(Data to examine begins)

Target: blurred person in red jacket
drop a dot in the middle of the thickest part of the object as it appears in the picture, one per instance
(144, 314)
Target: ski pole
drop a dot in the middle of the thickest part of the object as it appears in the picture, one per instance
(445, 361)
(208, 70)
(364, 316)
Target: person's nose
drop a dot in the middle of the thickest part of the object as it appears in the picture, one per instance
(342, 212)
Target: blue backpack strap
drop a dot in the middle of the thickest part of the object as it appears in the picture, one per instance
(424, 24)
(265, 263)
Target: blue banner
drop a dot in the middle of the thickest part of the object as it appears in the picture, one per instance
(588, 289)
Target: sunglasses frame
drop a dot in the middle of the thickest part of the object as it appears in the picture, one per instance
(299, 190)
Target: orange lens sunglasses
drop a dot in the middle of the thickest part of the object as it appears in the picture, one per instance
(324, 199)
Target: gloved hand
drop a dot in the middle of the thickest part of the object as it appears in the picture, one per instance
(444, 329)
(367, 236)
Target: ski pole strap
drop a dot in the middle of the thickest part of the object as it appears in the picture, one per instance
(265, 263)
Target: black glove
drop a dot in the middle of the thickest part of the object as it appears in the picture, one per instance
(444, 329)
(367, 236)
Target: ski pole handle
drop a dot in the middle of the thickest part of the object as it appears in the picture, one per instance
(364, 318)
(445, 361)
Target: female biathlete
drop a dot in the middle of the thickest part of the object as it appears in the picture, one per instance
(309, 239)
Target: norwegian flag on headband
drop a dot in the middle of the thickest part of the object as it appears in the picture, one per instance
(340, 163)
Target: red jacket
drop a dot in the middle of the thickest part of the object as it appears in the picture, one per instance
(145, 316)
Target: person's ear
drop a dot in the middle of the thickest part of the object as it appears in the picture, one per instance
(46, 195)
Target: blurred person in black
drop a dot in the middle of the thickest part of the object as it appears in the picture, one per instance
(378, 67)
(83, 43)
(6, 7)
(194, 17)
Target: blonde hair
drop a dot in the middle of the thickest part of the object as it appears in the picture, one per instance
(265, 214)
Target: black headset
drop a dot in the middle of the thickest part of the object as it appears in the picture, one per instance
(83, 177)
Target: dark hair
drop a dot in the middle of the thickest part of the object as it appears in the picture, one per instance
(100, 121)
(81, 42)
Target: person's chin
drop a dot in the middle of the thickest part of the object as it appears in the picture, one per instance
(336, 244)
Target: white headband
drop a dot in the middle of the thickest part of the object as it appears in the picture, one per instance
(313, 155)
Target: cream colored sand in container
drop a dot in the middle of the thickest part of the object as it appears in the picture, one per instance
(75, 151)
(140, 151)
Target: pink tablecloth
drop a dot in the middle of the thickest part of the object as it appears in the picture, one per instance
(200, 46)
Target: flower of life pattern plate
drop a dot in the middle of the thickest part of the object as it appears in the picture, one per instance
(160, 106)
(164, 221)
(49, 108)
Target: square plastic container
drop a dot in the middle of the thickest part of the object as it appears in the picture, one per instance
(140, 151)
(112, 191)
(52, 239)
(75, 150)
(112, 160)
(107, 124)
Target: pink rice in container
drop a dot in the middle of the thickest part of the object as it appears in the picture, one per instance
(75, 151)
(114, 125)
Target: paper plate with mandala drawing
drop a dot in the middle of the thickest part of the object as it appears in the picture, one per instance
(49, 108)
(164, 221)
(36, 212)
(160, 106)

(Data to examine ends)

[Requirement]:
Lines after the one containing "Target: blue banner" are left out; every line from the start of the entries through that line is restated word for word.

[Answer space]:
Target: blurred person in red jacket
drop a dot in the middle of the thickest part of the object as it appears in the picture, one per instance
(144, 314)
Target: ski pole
drop a dot in the middle of the thickest part of the object as it appears in the picture, one per instance
(445, 361)
(208, 70)
(364, 316)
Target: person's nose
drop a dot in the middle of the thickest part of the object as it appears in the picture, one per instance
(342, 212)
Target: blue backpack strap
drop a dot in the middle of the thickest part of the object as it appears in the picture, one per instance
(424, 24)
(265, 263)
Target: blue banner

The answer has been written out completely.